Suicide in cricket is something which is unheard off. The game is played with a lot of passion and players usually, take victory and losses in their stride.
But then if you look deep into the world of cricketers it is not that simple. Cricket historian and journalist David Frith’s second book on the issue ‘Silence of the Heart: Cricket Suicides’ which he wrote in partnership with former England captain Mike Brearley had a whopping 151 death cases.
The book was released in 2001 and almost 16 years later the number has only increased. Some of the 151 in Frith’s book had long-standing depressive illnesses and mental health issues. Others had been left devastated by marital break-ups, financial problems, terminal illness or other incapacity.
Many of them took their lives in the gloaming years when the thrill of competition was gone and middle age was setting in.
Here in this article, we try to list 5 names from the game who committed suicide.
#5 Harold Gimblett
Gimblett in those days was a treat to watch. He was an exceptionally talented hard-hitting batsman for Somerset. On his debut for his club the batter smashed his way to 125 runs in just 65 minutes and before long his hitting had become a stuff of folklore.
He was soon chosen to represent England. And he played the game with a lot of aggression and finesse. Gimblett once hit three sixes in an over in which his partner had complained about the fading light. But he was plagued with mental problems throughout his career and post-retirement.
In 1978, aged 63 Gimblett committed suicide after taking an overdose of prescription drugs. He was survived by his wife, Marguerita (Rita), whom he married in 1938, and by a son.
#4 Aubrey Faulkner
Faulkner was a star all-rounder for South Africa during the beginning of the early 1900s. He featured in 25 Tests where he scored 1754 runs with the highest score of 204. He also averaged a handsome 40.79.
With the ball, he had picked up 82 Test wickets with best figures of 7/84.
Faulkner served in the British Army in World War I where he was diagnosed with malaria. He recovered from it and after the war tried to get back into professional cricket again. But his comeback was less than spectacular and he retired after just one game.
Post retirement Faulkner started a cricket school in London, the first of its kind then where he successfully nurtured players like Doug Wright, Ian Peebles, and Denis Tomlinson. But the school was not a financial success and Faulkner began to suffer from extended periods of depression.
On 10 September 1930, in a small store room at his cricket school, Faulkner gassed himself. He was 48.
#3 David Bairstow
Father of present England Test wicket keeper Jonny, David Bairstow represented his country in 4 Test matches and 21 ODIs. He was a talisman for Yorkshire where he played 459 First Class and 429 List A matches.
David had made his Yorkshire debut as a 18-year-old who wrote his English Literature paper in the morning and later donned the gloves for the club.
He was also a fierce batsman and was a master at run-chases in the limited overs format. He once took Yorkshire to victory when 80 was required with just one wicket left.

◆ EXERCISES
[1] Answer these from the article on cricket suicides:
(a) Who wrote "Silence of the Heart: Cricket Suicides" together with David Frith?
(b) How old was Harold Gimblett when he died?
(c) How many Test wickets did Aubrey Faulkner take?
[2] Decide whether each statement agrees with the article on cricket suicides, and back each yes or no with the words from the article that settle it.
(a) Frith's book counted 151 deaths.
(b) Faulkner's cricket school made good money.
(c) David Bairstow played ten Test matches for his country.
[3] Write the next part of the article on cricket suicides, picking up right after its last sentence.
The saved entries that come next have nothing to do with this.

◆ Saved entries
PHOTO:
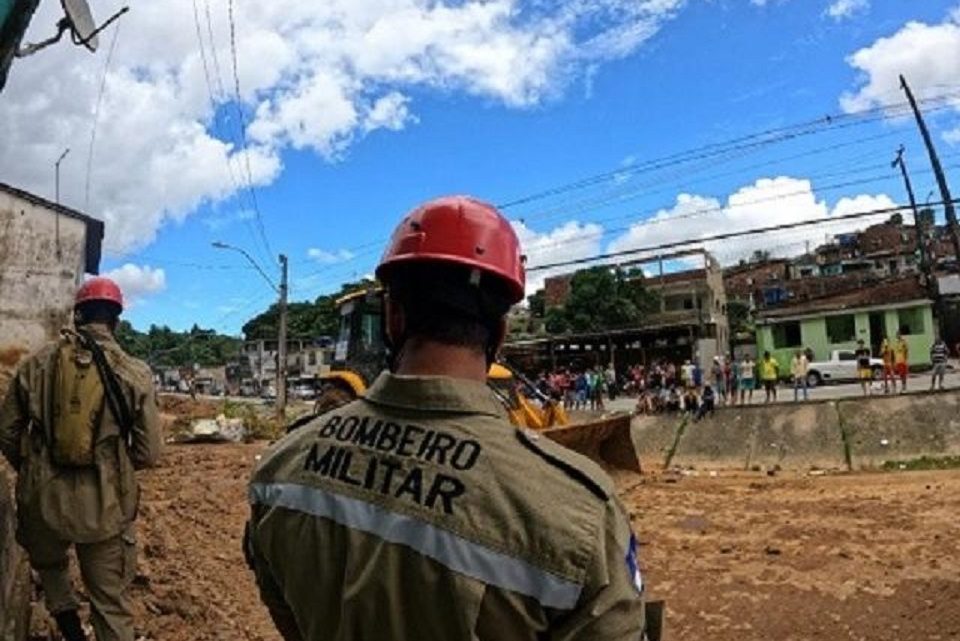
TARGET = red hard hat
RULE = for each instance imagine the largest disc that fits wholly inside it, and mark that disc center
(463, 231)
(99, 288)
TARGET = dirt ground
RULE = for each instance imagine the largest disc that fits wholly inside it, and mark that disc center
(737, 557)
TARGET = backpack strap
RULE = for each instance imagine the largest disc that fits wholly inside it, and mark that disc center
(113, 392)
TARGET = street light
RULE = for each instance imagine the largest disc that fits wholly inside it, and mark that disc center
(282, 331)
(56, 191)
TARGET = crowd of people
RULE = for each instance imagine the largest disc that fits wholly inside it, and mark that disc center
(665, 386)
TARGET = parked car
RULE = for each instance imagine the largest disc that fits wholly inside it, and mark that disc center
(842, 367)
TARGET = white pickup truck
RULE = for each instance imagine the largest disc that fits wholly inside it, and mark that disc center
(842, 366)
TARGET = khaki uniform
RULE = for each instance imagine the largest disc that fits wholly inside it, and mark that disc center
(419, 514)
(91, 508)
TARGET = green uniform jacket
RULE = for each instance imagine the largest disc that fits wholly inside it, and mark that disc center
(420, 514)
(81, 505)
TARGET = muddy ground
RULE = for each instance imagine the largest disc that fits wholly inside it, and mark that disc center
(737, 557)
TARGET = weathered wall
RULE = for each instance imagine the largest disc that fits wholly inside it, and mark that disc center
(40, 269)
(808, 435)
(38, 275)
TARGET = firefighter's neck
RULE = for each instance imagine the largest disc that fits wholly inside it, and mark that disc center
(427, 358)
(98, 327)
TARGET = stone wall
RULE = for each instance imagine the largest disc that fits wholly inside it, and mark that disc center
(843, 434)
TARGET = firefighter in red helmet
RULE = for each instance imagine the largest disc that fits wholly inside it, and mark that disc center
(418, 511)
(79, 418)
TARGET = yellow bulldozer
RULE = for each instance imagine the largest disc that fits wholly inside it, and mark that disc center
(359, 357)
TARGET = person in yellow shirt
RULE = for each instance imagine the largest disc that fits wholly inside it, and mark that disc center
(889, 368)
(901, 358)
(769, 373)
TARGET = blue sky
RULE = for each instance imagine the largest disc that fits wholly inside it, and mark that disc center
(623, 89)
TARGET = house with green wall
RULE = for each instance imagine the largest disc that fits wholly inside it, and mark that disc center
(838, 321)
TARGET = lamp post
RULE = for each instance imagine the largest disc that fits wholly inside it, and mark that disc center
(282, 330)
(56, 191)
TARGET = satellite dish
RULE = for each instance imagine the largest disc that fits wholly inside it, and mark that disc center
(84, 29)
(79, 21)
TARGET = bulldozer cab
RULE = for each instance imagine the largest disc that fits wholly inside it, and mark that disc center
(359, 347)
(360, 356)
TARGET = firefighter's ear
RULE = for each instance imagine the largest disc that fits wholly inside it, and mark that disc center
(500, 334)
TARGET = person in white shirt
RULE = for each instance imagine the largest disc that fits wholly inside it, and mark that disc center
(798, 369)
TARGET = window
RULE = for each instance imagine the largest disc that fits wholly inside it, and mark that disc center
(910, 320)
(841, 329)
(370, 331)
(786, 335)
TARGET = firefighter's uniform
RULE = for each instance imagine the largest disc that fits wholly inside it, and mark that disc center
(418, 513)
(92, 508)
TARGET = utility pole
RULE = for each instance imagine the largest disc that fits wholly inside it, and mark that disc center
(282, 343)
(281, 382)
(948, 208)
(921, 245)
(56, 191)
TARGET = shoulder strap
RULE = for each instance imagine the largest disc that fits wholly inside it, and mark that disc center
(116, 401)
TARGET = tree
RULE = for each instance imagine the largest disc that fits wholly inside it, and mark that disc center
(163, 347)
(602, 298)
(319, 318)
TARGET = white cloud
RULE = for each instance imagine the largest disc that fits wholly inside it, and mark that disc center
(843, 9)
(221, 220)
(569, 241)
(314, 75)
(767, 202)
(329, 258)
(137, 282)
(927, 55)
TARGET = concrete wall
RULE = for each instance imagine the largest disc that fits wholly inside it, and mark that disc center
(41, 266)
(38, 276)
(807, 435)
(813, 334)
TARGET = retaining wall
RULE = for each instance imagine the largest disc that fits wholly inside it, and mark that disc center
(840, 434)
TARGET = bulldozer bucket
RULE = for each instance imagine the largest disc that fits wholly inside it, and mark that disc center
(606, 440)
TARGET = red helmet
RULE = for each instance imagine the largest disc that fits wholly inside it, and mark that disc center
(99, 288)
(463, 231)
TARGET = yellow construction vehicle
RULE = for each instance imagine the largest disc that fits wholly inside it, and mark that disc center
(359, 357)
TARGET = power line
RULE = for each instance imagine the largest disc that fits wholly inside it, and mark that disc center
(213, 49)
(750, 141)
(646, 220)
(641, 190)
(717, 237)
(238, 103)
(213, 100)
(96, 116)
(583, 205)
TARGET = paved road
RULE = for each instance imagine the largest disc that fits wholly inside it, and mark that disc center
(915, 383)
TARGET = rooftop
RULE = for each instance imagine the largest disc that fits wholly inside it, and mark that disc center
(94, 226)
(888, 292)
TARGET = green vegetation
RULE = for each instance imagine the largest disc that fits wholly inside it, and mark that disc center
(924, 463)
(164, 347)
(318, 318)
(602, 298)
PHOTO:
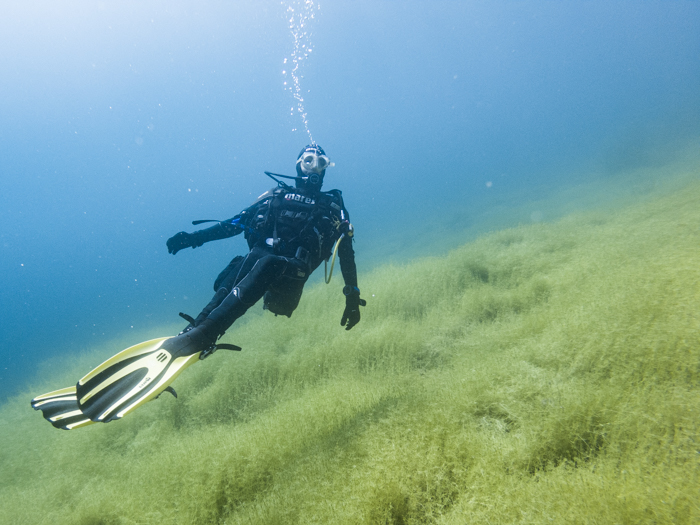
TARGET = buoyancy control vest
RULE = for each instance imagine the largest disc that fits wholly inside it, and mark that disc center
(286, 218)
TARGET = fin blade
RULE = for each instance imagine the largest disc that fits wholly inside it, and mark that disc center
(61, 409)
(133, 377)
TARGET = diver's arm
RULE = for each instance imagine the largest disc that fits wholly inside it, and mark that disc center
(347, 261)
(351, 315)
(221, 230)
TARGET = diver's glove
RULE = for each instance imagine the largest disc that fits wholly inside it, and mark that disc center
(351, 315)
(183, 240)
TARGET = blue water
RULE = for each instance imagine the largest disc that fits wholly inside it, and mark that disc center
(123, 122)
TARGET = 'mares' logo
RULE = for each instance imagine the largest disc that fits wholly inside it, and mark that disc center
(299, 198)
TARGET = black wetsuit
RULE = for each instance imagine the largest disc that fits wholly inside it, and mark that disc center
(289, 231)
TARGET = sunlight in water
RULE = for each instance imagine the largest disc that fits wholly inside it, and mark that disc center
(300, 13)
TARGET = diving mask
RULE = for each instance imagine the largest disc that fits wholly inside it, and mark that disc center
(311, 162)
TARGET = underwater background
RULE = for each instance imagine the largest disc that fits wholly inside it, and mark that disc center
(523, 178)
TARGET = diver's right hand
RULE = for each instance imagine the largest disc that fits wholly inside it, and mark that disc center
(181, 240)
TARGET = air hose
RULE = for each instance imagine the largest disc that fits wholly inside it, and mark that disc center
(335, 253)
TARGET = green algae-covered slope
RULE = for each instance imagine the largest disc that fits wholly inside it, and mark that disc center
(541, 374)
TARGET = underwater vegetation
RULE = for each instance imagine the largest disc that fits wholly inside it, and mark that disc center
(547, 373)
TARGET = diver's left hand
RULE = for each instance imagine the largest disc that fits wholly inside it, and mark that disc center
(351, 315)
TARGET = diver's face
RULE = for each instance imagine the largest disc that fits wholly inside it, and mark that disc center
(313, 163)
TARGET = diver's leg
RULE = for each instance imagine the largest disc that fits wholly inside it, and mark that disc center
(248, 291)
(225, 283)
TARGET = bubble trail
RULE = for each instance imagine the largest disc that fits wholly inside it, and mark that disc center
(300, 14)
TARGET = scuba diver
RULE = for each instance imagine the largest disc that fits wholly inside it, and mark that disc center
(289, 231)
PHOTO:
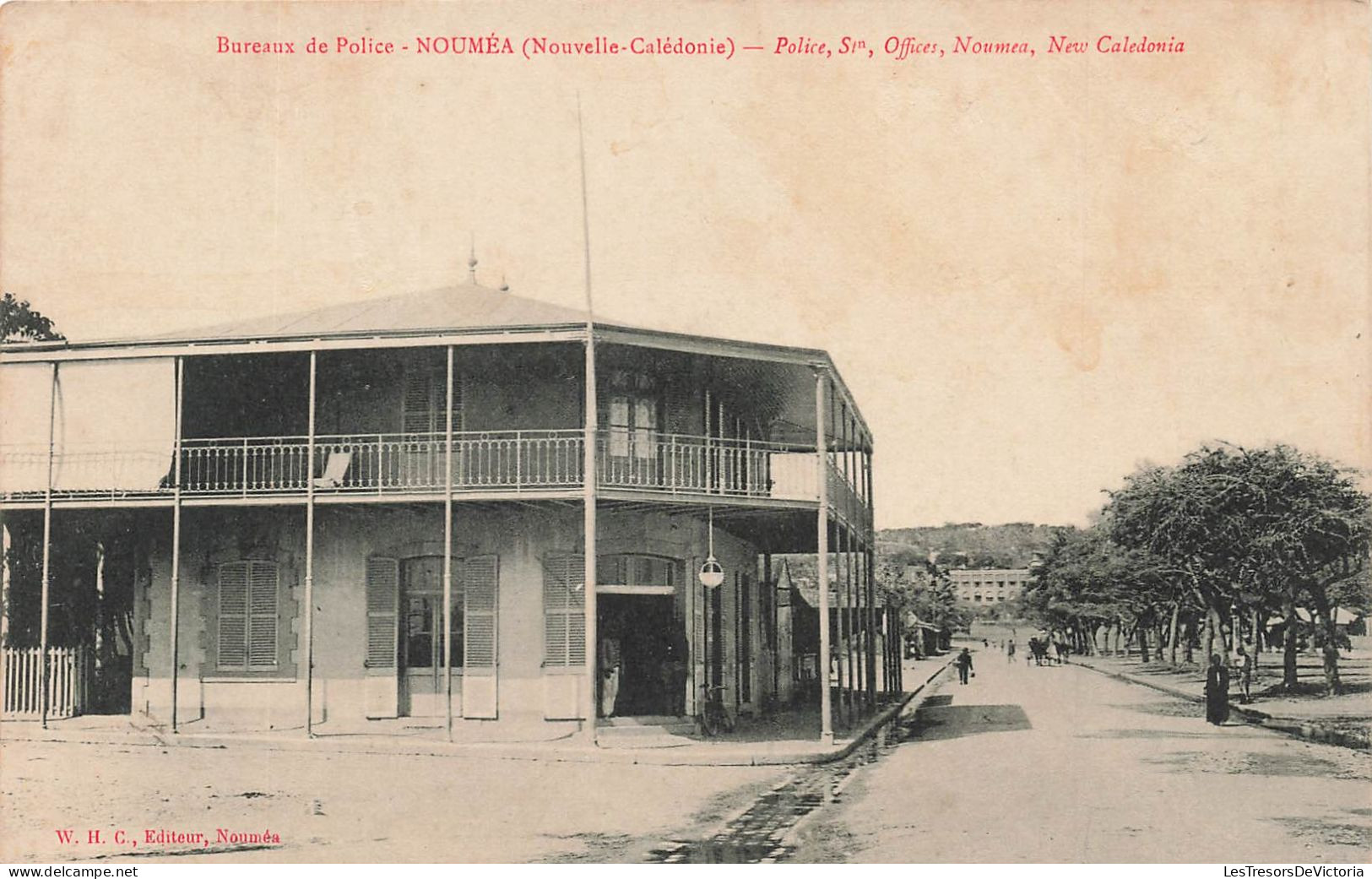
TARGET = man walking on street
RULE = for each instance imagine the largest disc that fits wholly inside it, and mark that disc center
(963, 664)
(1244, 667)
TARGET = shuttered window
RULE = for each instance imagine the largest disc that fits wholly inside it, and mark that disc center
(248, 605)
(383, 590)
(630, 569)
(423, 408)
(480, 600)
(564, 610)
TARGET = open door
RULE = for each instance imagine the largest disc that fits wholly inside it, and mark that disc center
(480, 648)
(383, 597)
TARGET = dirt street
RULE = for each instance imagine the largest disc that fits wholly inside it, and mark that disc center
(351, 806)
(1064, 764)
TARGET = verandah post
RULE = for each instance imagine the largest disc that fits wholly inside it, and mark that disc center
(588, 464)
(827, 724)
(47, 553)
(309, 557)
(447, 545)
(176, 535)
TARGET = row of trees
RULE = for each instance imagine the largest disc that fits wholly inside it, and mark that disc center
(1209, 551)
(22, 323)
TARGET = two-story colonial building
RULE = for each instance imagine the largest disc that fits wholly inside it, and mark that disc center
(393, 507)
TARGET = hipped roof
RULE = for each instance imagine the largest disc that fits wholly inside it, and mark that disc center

◆ TASK ANSWERS
[1]
(a) Mike Brearley, a former England captain
(b) 63
(c) 82

[2]
(a) Yes: "had a whopping 151 death cases"
(b) No: "But the school was not a financial success"
(c) No: "represented his country in 4 Test matches and 21 ODIs"

[3]
After his retirement from playing in 1990, David took to commentary. However, he engaged in arguments with the Yorkshire management, and also suffered from depression. In late 1997, Bairstow took an overdose of tablets in an attempt to commit suicide but somehow he survived.
On January 5, 1998, he hanged himself at his home in Marton-cum-Grafton, Yorkshire reportedly because of financial troubles and his wife’s illness.
#2 Halima Rafiq
Halima was a Pakistani woman cricketer from Multan. She rose to the headlines after accusing the then Multan Cricket Club chairman Muhammad Sultan Alam Ansari of sexual harassment during a cricket match in Multan Cricket Stadium.
Her teammates too supported her in the act. She claimed that Ansari along with team selector Mohammad Javed demanded sexual favours from her in return for places in the regional and national cricket teams.
After some days she started complaining that she was being threatened and harassed by the Multan Cricket Board.
Ansari thereafter sued Rafiq for Rs. 20 million for making false accusations and attempted defamation. On July 13, 2014, Halima took her own life by ingesting acid.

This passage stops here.